Exercise requirements = Count the lines below that contain the string "woman". Reply with only the number.

* BEGIN Dataset rows *

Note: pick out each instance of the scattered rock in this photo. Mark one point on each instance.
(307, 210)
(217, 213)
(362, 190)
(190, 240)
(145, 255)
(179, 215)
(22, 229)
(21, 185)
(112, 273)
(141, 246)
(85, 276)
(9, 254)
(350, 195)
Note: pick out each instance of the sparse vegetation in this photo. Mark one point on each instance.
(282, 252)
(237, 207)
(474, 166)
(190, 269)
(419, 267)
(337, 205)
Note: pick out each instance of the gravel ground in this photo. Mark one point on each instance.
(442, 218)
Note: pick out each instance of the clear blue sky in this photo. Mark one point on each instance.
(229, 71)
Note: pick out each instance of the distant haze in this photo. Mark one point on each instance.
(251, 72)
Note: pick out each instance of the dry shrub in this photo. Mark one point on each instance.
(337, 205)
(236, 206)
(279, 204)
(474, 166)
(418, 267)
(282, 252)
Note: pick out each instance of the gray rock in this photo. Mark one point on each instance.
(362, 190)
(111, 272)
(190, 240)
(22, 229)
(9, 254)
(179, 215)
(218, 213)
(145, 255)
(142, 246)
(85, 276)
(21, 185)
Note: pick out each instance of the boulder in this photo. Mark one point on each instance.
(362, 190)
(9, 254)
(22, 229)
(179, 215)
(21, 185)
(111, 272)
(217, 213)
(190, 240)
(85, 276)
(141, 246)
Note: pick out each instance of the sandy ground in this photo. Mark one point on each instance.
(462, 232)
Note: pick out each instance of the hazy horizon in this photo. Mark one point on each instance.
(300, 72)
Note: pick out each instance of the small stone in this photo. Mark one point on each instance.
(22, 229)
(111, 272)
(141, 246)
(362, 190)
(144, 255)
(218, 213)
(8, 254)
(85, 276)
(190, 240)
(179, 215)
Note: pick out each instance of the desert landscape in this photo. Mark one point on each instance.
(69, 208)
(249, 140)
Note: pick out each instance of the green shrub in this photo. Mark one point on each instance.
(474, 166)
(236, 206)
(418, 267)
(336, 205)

* END Dataset rows *
* BEGIN Dataset rows *

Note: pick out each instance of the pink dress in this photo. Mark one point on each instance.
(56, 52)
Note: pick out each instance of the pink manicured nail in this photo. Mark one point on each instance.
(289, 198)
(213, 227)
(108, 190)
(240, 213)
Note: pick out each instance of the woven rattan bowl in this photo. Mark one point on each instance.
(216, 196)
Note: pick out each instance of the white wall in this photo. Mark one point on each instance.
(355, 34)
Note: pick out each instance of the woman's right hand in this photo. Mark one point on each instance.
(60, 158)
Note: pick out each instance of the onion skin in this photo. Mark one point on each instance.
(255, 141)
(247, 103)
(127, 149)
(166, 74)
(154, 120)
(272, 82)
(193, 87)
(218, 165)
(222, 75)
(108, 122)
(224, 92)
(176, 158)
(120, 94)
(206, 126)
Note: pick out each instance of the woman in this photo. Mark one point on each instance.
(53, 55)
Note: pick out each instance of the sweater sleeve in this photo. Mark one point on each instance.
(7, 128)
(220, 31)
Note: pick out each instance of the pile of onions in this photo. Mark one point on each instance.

* END Dataset rows *

Correct answer = 2